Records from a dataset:
(begin)
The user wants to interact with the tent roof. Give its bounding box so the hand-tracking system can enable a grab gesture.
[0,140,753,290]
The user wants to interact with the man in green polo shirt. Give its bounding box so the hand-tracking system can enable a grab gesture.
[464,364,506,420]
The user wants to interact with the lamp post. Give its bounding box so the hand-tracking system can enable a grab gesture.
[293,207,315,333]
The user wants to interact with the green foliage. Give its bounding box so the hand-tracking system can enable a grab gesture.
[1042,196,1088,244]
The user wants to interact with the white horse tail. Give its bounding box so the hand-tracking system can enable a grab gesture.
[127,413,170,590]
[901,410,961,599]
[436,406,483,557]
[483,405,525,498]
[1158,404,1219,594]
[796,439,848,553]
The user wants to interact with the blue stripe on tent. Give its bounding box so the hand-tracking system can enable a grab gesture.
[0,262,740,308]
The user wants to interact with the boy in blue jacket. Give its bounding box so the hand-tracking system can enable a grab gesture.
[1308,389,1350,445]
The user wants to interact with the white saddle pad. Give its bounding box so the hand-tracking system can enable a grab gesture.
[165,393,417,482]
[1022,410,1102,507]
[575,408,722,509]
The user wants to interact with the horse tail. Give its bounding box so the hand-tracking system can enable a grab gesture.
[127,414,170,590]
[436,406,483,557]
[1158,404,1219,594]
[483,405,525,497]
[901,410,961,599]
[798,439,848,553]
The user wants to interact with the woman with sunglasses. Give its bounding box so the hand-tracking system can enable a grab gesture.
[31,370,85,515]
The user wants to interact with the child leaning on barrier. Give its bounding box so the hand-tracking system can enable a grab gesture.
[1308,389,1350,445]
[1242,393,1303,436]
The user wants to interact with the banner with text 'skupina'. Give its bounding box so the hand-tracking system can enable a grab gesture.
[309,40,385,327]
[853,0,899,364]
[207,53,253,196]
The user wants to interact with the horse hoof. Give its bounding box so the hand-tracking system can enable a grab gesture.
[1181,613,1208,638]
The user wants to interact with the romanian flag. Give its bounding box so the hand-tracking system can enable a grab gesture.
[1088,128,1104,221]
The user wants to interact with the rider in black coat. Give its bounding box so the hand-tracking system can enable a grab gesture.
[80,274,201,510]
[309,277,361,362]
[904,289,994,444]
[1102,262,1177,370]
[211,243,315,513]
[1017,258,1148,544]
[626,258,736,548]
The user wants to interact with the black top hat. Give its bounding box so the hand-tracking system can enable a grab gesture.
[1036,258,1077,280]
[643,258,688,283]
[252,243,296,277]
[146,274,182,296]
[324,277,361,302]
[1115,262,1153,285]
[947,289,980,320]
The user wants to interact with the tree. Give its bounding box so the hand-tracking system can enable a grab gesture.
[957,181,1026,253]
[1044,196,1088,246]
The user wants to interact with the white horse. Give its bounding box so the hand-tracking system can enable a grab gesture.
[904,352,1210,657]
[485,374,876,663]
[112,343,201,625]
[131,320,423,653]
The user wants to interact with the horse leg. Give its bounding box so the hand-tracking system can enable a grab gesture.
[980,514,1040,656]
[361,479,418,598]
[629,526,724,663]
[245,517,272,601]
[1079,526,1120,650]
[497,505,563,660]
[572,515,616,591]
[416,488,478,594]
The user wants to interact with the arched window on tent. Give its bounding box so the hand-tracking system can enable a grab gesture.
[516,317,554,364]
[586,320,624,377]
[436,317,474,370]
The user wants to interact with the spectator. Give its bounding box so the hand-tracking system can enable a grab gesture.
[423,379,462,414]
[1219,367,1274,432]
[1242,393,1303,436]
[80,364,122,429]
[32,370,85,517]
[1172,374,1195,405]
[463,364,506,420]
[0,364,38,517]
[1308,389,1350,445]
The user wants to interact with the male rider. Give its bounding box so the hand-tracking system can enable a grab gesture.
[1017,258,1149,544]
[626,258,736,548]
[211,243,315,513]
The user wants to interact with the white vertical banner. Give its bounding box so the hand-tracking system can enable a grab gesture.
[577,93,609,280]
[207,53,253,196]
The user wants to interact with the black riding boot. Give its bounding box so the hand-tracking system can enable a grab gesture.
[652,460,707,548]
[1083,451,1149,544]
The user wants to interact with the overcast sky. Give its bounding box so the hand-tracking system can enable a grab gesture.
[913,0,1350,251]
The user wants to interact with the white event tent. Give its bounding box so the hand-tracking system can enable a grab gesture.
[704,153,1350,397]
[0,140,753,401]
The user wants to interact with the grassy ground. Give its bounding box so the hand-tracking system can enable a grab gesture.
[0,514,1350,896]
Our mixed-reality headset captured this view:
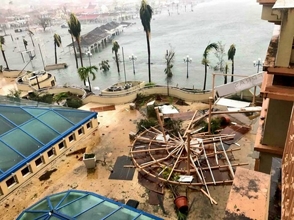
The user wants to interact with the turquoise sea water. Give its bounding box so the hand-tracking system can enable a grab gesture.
[0,0,273,89]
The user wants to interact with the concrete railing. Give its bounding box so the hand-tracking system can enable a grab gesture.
[83,86,211,105]
[43,87,87,99]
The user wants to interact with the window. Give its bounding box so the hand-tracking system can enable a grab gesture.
[6,176,16,188]
[78,128,84,135]
[35,157,43,167]
[21,166,31,176]
[47,148,54,158]
[68,134,75,142]
[86,122,92,129]
[58,141,64,150]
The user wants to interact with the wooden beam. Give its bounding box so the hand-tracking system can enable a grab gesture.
[254,144,284,156]
[267,67,294,76]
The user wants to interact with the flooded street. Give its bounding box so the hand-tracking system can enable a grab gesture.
[0,0,273,89]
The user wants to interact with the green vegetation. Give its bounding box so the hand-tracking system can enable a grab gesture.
[78,66,98,92]
[67,13,84,67]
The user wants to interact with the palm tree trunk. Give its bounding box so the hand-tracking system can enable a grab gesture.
[114,51,120,73]
[146,31,151,83]
[71,35,79,69]
[76,39,84,67]
[54,43,57,64]
[231,60,234,82]
[1,50,9,70]
[30,34,35,47]
[88,77,92,92]
[203,63,207,92]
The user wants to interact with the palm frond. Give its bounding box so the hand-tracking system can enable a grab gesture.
[67,13,81,38]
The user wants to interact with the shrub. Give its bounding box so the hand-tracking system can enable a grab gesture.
[137,119,158,133]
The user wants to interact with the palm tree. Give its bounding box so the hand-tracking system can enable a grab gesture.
[112,41,120,73]
[140,0,153,83]
[28,29,35,47]
[68,29,79,68]
[67,13,84,67]
[164,49,175,78]
[202,43,218,91]
[0,36,9,70]
[53,34,61,64]
[224,63,229,84]
[228,44,236,82]
[78,66,98,92]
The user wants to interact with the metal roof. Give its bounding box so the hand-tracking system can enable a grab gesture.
[0,97,97,181]
[17,190,162,220]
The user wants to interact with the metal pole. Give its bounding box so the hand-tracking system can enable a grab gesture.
[212,73,215,101]
[187,131,191,175]
[207,97,213,134]
[36,74,40,90]
[121,47,127,84]
[186,58,189,78]
[132,56,135,74]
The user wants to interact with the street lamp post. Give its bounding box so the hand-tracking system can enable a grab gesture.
[184,55,192,78]
[129,54,137,74]
[86,50,92,92]
[253,58,263,73]
[252,58,263,106]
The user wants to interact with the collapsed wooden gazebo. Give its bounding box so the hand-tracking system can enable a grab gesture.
[130,110,248,203]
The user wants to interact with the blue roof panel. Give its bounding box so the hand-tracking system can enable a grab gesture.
[0,106,33,125]
[39,111,73,133]
[0,116,15,137]
[1,129,43,157]
[0,142,24,172]
[0,99,97,181]
[17,190,162,220]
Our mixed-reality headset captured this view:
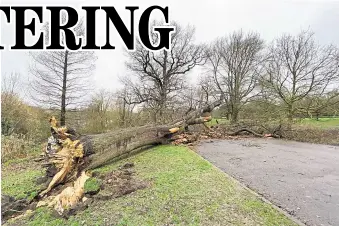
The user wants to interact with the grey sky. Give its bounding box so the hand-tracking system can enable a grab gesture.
[1,0,339,99]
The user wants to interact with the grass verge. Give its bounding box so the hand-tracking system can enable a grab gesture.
[4,145,295,225]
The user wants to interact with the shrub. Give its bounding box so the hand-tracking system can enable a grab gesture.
[1,135,41,163]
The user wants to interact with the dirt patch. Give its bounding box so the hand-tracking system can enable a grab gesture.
[50,163,150,219]
[93,163,150,200]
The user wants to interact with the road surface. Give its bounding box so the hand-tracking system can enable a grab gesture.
[198,139,339,226]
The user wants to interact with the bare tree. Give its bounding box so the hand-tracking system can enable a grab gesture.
[125,23,206,121]
[263,31,339,124]
[30,19,96,125]
[208,31,264,123]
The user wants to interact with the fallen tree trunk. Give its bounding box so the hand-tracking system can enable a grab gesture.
[39,99,222,205]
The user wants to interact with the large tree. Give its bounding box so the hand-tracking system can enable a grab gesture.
[262,31,339,124]
[125,23,205,121]
[30,22,96,125]
[208,30,264,123]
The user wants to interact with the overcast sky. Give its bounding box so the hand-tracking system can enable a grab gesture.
[0,0,339,99]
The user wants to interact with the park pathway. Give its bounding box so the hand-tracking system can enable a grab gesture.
[198,138,339,226]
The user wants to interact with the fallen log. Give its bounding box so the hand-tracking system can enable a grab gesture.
[39,98,226,214]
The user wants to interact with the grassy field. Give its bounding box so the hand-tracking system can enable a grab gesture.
[1,146,295,226]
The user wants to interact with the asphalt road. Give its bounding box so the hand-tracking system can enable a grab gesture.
[198,139,339,226]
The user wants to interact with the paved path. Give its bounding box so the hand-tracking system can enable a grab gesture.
[198,139,339,226]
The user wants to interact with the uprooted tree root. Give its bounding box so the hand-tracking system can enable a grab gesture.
[3,97,290,221]
[1,163,151,223]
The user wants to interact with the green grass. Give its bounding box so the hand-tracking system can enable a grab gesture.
[301,118,339,129]
[1,166,43,199]
[84,177,101,193]
[4,145,295,226]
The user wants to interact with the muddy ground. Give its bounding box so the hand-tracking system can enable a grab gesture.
[197,138,339,225]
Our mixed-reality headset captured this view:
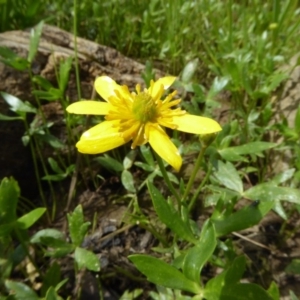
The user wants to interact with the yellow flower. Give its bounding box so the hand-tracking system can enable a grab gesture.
[67,76,221,171]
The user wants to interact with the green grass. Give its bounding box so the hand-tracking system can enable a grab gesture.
[0,0,300,300]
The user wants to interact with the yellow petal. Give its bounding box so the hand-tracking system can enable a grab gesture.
[67,100,110,115]
[145,123,182,171]
[76,121,126,154]
[94,76,129,101]
[172,114,222,134]
[150,76,176,98]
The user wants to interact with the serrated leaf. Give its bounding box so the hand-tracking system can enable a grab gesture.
[147,182,197,244]
[128,254,201,294]
[74,247,100,272]
[212,201,274,236]
[182,220,217,282]
[244,182,300,204]
[214,161,243,194]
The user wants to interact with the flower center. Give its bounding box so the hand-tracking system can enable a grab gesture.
[132,92,157,123]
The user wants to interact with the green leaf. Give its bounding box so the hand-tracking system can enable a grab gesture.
[94,154,124,173]
[206,77,229,100]
[17,207,46,229]
[290,291,299,300]
[27,21,44,63]
[58,56,73,93]
[218,283,273,300]
[212,201,274,236]
[204,256,246,300]
[0,113,24,121]
[74,247,100,272]
[68,205,91,246]
[0,92,37,113]
[45,286,63,300]
[244,182,300,204]
[181,58,199,83]
[140,145,155,166]
[32,88,63,101]
[0,178,20,224]
[268,281,280,300]
[182,220,217,282]
[147,182,197,244]
[119,289,143,300]
[41,262,61,296]
[48,157,64,174]
[41,237,75,257]
[218,142,277,161]
[5,280,39,300]
[123,150,137,170]
[214,161,243,194]
[285,259,300,275]
[0,47,29,71]
[30,228,65,244]
[32,75,53,91]
[128,254,201,294]
[121,169,136,193]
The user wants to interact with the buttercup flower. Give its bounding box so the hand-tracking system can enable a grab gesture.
[67,76,221,171]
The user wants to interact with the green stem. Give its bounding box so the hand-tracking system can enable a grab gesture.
[24,120,51,223]
[188,164,212,212]
[73,0,81,100]
[153,151,181,212]
[181,145,207,202]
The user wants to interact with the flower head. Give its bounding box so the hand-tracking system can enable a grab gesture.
[67,76,221,171]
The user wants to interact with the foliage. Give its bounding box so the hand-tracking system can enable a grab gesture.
[0,0,300,300]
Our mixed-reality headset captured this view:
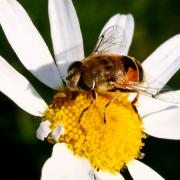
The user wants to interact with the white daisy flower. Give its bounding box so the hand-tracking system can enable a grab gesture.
[0,0,180,180]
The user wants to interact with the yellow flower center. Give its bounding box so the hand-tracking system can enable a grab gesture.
[44,92,145,172]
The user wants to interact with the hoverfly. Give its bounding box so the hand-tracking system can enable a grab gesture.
[66,25,180,104]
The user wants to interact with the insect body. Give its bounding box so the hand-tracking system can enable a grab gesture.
[66,25,180,104]
[67,53,144,93]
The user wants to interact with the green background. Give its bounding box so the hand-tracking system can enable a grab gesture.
[0,0,180,180]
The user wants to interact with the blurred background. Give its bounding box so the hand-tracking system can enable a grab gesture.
[0,0,180,180]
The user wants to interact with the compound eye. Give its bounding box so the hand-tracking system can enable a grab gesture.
[78,72,95,91]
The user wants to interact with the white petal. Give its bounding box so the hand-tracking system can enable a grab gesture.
[100,14,134,55]
[143,102,180,139]
[128,160,164,180]
[41,143,94,180]
[95,171,124,180]
[49,0,84,79]
[0,0,62,89]
[137,94,177,118]
[142,35,180,88]
[51,124,64,142]
[0,56,48,116]
[36,120,52,141]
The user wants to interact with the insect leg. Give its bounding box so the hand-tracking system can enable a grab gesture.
[79,90,97,123]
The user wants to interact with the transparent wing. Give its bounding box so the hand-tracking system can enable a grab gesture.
[93,25,127,54]
[127,83,180,104]
[115,82,180,105]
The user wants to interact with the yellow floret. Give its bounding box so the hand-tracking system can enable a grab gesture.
[45,92,145,172]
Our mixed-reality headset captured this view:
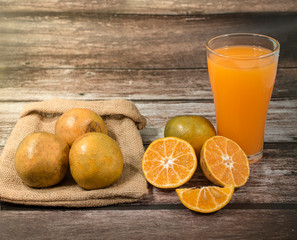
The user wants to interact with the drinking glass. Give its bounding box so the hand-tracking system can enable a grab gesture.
[206,33,280,164]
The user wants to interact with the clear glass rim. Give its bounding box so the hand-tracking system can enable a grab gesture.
[206,33,280,60]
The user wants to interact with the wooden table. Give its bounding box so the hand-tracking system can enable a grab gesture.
[0,0,297,240]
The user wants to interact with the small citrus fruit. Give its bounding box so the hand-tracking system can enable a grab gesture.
[15,132,69,188]
[200,136,250,187]
[164,115,216,157]
[142,137,197,188]
[69,132,124,190]
[55,108,107,146]
[175,185,234,213]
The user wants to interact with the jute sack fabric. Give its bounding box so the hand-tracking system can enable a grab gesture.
[0,99,148,207]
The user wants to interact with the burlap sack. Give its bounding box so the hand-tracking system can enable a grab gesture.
[0,99,148,207]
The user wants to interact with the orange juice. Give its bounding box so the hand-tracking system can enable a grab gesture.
[207,45,278,160]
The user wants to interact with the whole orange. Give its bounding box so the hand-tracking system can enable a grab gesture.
[164,115,216,157]
[55,108,107,146]
[15,132,69,188]
[69,132,124,190]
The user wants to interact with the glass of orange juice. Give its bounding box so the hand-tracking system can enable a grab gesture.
[206,33,280,164]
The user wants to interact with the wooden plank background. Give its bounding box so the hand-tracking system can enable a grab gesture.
[0,0,297,239]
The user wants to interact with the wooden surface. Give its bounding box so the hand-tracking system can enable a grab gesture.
[0,0,297,239]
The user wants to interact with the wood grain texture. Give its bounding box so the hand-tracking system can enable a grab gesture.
[0,12,297,69]
[0,143,297,206]
[0,100,297,146]
[0,0,297,15]
[0,68,297,102]
[0,209,297,240]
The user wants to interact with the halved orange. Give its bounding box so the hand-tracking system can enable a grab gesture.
[142,137,197,188]
[200,136,250,187]
[175,185,234,213]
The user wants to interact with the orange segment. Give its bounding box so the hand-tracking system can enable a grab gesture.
[200,136,250,187]
[142,137,197,188]
[175,185,234,213]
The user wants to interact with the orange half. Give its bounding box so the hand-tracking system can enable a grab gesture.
[142,137,197,188]
[175,185,234,213]
[200,136,250,187]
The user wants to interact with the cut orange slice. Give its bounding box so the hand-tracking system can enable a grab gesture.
[200,136,250,187]
[142,137,197,188]
[175,185,234,213]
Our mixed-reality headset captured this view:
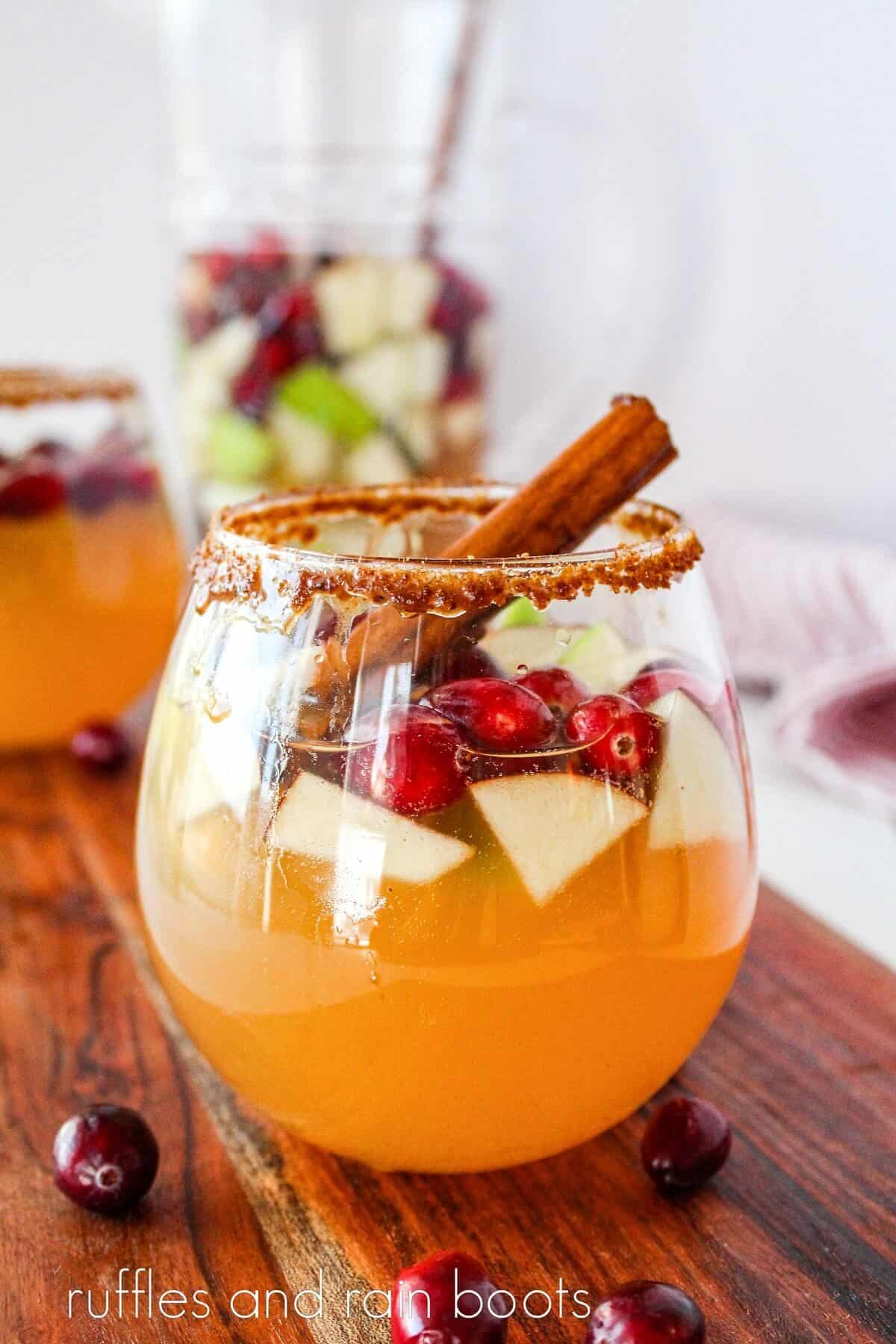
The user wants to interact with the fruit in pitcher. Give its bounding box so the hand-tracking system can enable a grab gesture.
[565,695,659,781]
[641,1097,731,1195]
[470,774,647,906]
[649,691,747,850]
[271,768,473,883]
[585,1280,706,1344]
[348,704,466,816]
[427,677,555,751]
[391,1251,511,1344]
[52,1105,158,1213]
[516,668,591,714]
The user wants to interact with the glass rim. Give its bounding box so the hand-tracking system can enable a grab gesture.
[192,481,703,615]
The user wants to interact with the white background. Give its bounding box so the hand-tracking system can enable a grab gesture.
[0,0,896,959]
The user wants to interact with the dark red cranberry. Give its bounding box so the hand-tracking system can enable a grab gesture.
[52,1105,158,1213]
[585,1278,706,1344]
[258,285,317,336]
[516,668,591,714]
[430,262,491,336]
[435,644,506,682]
[622,659,718,709]
[70,722,131,774]
[442,370,482,402]
[392,1251,511,1344]
[426,677,555,751]
[348,704,466,816]
[565,695,659,783]
[0,462,66,517]
[70,457,125,514]
[200,252,237,285]
[641,1097,731,1195]
[230,359,271,420]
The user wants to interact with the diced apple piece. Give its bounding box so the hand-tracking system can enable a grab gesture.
[471,774,647,906]
[559,621,629,695]
[395,406,438,464]
[314,257,385,355]
[267,405,336,485]
[478,625,565,676]
[405,331,451,402]
[647,691,747,850]
[343,434,411,485]
[439,396,486,452]
[271,771,474,883]
[340,340,408,420]
[385,257,442,336]
[493,597,548,630]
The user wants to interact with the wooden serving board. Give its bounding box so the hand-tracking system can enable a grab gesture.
[0,756,896,1344]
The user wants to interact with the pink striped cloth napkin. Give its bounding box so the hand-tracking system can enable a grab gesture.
[692,505,896,817]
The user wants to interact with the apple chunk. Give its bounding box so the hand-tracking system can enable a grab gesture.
[471,774,647,906]
[271,773,473,883]
[649,691,747,850]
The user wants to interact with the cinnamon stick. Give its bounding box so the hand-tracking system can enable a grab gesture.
[316,396,677,715]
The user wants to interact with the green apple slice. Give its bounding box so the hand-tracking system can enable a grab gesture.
[491,597,548,630]
[271,771,474,884]
[470,774,647,906]
[479,625,565,676]
[649,691,747,850]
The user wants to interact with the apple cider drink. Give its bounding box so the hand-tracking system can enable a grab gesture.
[138,487,756,1171]
[0,368,183,750]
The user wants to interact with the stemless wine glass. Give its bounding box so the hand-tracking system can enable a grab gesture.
[0,368,183,750]
[138,485,756,1171]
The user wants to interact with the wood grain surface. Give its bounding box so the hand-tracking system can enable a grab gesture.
[0,756,896,1344]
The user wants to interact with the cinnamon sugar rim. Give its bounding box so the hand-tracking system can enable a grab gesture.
[0,364,137,407]
[190,482,703,615]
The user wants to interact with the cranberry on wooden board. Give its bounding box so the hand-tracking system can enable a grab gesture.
[426,677,555,751]
[641,1097,731,1195]
[392,1251,511,1344]
[52,1105,158,1213]
[565,695,659,783]
[348,704,466,817]
[585,1280,706,1344]
[70,721,131,774]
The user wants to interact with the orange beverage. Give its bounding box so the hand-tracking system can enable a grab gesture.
[0,370,183,749]
[138,492,756,1171]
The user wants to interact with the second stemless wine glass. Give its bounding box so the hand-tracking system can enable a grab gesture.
[0,368,183,750]
[138,487,756,1171]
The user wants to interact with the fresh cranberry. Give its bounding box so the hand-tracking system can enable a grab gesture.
[585,1280,706,1344]
[70,457,124,514]
[516,668,591,714]
[258,285,317,336]
[641,1097,731,1195]
[118,455,158,500]
[567,695,659,781]
[200,252,237,285]
[52,1105,158,1213]
[70,722,131,774]
[435,644,506,682]
[622,659,718,709]
[442,370,482,402]
[348,704,466,816]
[230,359,271,420]
[0,464,66,517]
[392,1251,511,1344]
[430,262,491,336]
[427,677,555,751]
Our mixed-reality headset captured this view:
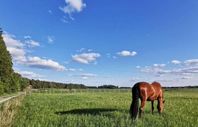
(end)
Output again, character for character, the material from the line with "The user wants to interact with the insect leg." up to and including the line with "[115,82,180,105]".

Result of the exercise:
The user wants to interact with the insect leg. Give its bounding box so the hand-tracking system can enable a grab gesture.
[79,90,97,123]
The user wants to interact with the transparent wing. Give its bounding box so the hand-tracking system can enable a grab gesture.
[93,25,127,54]
[127,83,180,104]
[115,82,180,105]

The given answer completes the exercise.